资源简介:
---
license: cc-by-nc-sa-4.0
language:
- en
size_categories:
- 10K<n<100K
---
# Dataset Description
CLAUSE-ATLAS is a corpus that contains six books annotated with narrative categories at the level of clauses.
The books (i.e., Alice's Adventures in Wonderland, The Adventures of Pinocchio, Peter Pan, Pride and Prejudice, Frankenstein, and The Great Gatsby) were extracted from [Project Gutenberg](https://www.gutenberg.org).
Clauses were obtained by chunking the books with ChatGPT (gpt-3.5-turbo, 16k tokens context), called via the official [OpenAI](https://openai.com)’s API and istructed with the prompt reported in `./clauseatlas_notebook.ipynb`.
# Clause Annotation
The clauses in CLAUSE-ATLAS are annotated as expressing one of three types of information:
* __a subjective experience__, internal to the character in the novel (e.g., thoughts, memories, perceptions),
* __an objective event__ that happens in the external narrative world;
* __additional information__ about the characters or the narrative world.
Clauses marked as subjective experiences were further associated to the corresponding characters.
## Annotation Setup
Clauses were annotated in two setups: with the help of humans, and with the use of different instructions to prompt ChatGPT (gpt-3.5-turbo, 16k tokens context).
|*Setup*|*Annotators*|*Data*|*Instructions*|
|---|---|---|---|
|Human Annotation|3 people|First chapter of Alice's Adventures in Wonderland,<br>The Adventures of Pinocchio, and The Great Gatsby|Prompts and function calling as in `./clauseatlas_notebook.ipynb`|
|ChatGPT Annotation|3 prompts|Whole corpus|Stored in `./Human_Guidelines.pdf`|
NOTE: The task of identifying the characters of subjective experiences was performed by all humans. In the automatic setup, this layer of annotation was obtained (instructions as in `./clauseatlas_notebook.ipynb`) on the clauses labeled with one prompt only.

*LIST OF TASKS*:
a) In the CLAUSE-ATLAS description, copy word for word the part that opens with the words "# Clause Annotation" and closes with "16k tokens context).".
b) According to the CLAUSE-ATLAS description, what website were the six books taken from?
The records have nothing to do with the CLAUSE-ATLAS description.

[Collection entries]

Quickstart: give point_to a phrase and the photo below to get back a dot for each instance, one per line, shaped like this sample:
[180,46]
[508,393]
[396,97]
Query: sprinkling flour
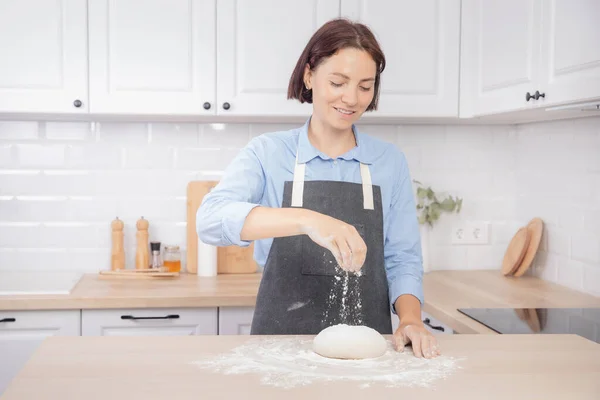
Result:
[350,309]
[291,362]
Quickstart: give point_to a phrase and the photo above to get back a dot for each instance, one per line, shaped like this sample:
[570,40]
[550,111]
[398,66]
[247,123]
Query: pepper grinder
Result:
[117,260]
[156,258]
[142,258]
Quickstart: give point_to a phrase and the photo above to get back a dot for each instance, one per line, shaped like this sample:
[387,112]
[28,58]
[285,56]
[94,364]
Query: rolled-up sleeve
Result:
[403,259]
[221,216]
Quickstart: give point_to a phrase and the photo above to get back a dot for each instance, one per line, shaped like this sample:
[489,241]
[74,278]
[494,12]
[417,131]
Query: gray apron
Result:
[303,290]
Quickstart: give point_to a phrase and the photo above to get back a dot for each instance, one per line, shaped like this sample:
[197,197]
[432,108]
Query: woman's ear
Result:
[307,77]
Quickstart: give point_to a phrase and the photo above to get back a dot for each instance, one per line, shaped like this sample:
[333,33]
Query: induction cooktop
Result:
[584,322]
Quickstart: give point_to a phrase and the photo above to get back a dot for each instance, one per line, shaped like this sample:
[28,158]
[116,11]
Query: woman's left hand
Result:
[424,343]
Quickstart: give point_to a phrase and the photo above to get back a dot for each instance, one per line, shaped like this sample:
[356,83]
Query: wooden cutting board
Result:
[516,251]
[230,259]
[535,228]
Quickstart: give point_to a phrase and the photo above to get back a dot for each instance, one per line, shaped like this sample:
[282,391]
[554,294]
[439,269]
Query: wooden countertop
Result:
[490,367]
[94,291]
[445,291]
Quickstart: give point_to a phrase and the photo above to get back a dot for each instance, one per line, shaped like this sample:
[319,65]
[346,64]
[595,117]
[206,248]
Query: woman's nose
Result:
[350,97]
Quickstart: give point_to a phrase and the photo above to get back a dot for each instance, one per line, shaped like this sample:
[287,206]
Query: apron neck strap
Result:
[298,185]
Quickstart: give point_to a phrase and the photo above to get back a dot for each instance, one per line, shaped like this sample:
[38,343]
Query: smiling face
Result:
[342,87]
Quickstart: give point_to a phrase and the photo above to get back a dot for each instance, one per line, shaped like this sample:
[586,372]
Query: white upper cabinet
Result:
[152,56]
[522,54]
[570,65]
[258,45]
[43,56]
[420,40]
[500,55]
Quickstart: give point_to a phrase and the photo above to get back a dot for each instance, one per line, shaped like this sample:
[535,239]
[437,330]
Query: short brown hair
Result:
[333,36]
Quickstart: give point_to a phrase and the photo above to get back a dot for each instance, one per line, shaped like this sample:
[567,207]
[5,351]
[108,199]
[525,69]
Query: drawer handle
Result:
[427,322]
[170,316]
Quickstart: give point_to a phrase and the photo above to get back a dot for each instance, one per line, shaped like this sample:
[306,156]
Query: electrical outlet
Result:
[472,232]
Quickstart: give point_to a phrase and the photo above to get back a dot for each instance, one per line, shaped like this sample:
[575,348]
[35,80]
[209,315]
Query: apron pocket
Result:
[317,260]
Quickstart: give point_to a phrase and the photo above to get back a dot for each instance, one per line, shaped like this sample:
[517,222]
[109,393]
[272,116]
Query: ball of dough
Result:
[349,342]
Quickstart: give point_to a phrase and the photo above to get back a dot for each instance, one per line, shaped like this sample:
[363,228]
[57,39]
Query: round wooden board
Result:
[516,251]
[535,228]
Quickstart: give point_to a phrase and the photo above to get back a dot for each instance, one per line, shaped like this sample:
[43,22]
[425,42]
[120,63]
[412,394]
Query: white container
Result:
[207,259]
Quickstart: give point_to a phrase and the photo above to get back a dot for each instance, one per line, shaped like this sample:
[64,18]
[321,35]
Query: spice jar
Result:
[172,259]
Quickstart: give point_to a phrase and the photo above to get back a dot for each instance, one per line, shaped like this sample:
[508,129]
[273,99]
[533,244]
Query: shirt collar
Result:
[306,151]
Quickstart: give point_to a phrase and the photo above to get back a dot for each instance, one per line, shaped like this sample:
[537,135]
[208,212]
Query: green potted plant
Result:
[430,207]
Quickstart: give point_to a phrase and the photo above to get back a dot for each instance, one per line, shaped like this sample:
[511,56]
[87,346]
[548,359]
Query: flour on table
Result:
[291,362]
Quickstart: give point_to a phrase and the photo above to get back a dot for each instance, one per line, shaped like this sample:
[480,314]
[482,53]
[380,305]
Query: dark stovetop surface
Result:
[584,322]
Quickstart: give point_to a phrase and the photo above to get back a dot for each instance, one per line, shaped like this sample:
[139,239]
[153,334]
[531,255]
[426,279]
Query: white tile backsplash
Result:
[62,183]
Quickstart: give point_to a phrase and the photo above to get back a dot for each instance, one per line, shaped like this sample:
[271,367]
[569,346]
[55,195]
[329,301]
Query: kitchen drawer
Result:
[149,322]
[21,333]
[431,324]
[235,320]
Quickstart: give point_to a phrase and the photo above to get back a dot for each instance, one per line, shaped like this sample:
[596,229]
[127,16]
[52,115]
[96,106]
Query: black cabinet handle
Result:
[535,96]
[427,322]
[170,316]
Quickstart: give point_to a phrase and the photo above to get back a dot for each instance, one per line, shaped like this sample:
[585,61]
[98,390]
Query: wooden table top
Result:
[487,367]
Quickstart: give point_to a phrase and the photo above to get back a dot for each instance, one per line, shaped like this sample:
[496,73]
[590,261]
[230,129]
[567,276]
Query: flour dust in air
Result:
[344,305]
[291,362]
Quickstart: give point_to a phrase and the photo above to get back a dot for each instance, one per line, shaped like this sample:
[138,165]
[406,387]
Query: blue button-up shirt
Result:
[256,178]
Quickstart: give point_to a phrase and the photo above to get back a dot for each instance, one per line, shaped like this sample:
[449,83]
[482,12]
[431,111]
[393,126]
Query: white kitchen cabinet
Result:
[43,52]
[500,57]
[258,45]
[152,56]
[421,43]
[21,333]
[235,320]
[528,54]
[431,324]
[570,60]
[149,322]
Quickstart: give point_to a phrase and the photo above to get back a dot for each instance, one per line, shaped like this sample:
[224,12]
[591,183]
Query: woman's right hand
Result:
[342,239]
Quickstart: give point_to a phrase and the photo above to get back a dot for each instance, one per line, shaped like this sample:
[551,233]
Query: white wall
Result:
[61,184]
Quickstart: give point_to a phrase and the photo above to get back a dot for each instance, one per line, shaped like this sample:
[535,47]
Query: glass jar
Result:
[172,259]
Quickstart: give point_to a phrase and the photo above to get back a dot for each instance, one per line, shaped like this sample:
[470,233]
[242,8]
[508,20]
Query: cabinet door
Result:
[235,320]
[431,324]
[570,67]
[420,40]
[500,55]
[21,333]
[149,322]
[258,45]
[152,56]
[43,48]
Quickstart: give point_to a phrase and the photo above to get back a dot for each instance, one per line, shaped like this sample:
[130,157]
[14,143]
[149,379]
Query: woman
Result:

---

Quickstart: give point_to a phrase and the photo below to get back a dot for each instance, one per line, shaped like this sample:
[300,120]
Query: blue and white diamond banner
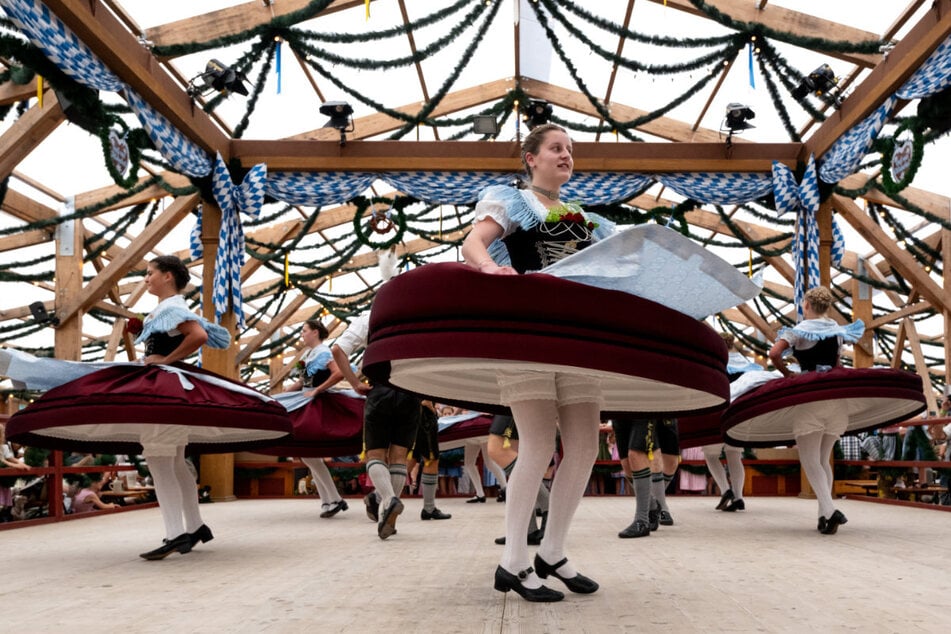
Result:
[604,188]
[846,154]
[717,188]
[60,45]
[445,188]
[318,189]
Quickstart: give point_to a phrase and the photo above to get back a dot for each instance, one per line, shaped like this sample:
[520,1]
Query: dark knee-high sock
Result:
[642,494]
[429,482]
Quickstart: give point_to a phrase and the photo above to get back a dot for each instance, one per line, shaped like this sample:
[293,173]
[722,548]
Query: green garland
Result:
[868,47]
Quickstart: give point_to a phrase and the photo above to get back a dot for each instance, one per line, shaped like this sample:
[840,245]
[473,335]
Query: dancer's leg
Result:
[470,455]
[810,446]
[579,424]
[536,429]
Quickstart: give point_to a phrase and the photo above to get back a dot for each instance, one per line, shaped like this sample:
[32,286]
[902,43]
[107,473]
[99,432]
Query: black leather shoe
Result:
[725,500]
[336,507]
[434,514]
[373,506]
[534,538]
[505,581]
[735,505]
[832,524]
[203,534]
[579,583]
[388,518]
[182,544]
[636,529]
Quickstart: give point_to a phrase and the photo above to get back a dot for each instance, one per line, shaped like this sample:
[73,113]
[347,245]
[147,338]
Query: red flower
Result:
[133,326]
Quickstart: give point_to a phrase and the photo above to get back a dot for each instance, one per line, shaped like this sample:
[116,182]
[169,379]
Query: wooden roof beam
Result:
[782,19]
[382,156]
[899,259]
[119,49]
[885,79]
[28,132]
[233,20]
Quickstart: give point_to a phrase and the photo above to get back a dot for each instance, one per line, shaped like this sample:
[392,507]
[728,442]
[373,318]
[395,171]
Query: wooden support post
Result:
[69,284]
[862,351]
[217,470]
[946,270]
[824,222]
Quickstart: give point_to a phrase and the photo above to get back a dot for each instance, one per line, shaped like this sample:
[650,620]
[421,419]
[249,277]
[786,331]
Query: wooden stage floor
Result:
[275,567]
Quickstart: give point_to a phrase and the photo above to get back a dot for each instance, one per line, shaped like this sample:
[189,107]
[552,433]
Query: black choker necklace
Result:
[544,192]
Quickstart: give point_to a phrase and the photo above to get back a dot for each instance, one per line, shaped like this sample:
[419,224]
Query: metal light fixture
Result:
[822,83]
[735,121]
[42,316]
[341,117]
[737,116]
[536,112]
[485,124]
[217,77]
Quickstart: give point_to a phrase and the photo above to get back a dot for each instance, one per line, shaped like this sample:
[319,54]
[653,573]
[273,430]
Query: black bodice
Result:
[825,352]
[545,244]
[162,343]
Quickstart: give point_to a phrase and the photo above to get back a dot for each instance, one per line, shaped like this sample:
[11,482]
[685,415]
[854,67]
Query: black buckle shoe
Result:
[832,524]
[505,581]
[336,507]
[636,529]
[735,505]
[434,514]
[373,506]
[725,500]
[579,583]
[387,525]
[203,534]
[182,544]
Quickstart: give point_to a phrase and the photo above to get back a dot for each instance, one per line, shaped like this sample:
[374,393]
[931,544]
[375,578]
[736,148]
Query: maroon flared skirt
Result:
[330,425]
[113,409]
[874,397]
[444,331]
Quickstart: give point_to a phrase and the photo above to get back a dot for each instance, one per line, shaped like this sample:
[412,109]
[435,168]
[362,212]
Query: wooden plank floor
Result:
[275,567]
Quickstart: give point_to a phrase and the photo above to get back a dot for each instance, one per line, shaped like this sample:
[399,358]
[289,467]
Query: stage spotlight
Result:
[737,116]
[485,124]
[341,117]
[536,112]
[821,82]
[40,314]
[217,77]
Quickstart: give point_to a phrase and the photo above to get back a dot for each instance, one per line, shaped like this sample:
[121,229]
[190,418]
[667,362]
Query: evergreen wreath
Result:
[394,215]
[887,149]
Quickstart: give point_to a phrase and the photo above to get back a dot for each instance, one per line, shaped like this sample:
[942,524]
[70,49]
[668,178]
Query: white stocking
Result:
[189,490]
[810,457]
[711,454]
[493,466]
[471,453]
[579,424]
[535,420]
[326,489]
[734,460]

*ANSWERS FOR THE TASKS*:
a)
# Clause Annotation
The clauses in CLAUSE-ATLAS are annotated as expressing one of three types of information:
* __a subjective experience__, internal to the character in the novel (e.g., thoughts, memories, perceptions),
* __an objective event__ that happens in the external narrative world;
* __additional information__ about the characters or the narrative world.
Clauses marked as subjective experiences were further associated to the corresponding characters.
## Annotation Setup
Clauses were annotated in two setups: with the help of humans, and with the use of different instructions to prompt ChatGPT (gpt-3.5-turbo, 16k tokens context).

b) Project Gutenberg